━━ Entries ━━

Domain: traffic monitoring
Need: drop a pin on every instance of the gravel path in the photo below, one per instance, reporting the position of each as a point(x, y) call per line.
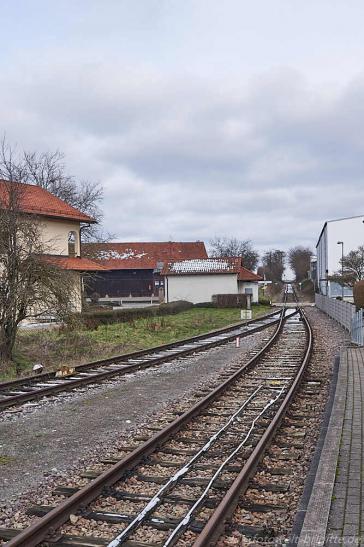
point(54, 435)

━━━
━━ Entries ━━

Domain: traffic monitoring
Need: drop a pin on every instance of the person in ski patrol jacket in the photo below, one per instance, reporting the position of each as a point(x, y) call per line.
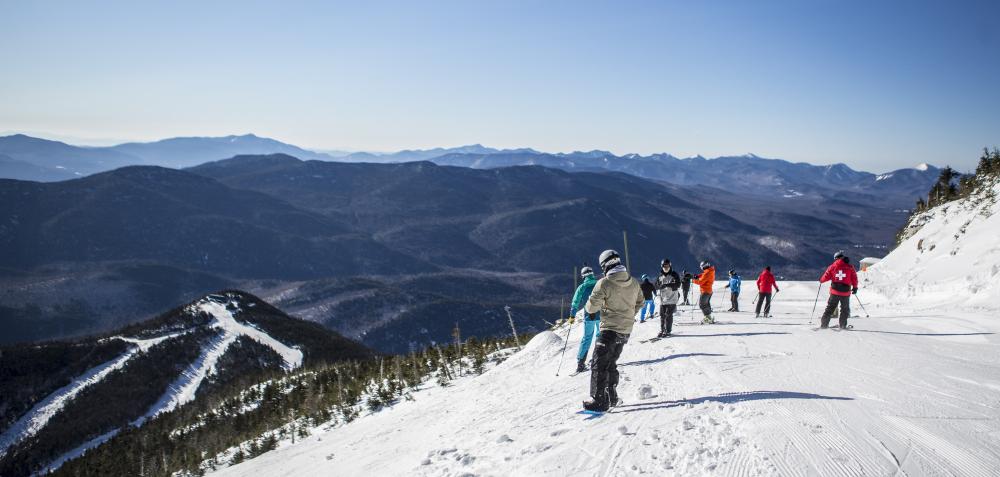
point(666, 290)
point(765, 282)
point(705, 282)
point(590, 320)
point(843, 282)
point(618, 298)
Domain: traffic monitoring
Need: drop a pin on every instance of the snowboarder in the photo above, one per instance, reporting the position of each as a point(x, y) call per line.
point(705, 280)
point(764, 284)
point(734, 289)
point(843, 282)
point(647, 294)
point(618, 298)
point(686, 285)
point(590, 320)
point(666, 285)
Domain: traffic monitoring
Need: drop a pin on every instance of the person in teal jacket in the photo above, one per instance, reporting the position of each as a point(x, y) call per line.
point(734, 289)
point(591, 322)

━━━
━━ Entries ━━

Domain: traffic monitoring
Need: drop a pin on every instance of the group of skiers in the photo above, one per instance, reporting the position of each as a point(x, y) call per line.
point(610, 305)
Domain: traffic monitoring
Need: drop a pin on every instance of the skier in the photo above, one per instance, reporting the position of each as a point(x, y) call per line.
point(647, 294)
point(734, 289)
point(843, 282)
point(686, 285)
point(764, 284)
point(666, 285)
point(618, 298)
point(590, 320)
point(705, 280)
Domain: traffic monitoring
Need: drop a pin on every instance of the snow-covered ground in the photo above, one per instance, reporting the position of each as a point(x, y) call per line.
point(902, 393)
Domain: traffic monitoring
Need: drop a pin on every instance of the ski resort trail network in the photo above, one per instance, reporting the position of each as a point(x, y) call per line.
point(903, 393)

━━━

● Objective: Pull out each line of the entries above that contains the word "person".

● Correct output:
Need: drop a pin on every instance of the person in ski patrol jacket in the photo below, one per instance, reporting the position of each as a point(x, y) call per line.
Need: drop a pin on every instance of the person in teal jacket in the photo above, one per instance, reporting the position of each as a point(x, y) call per line.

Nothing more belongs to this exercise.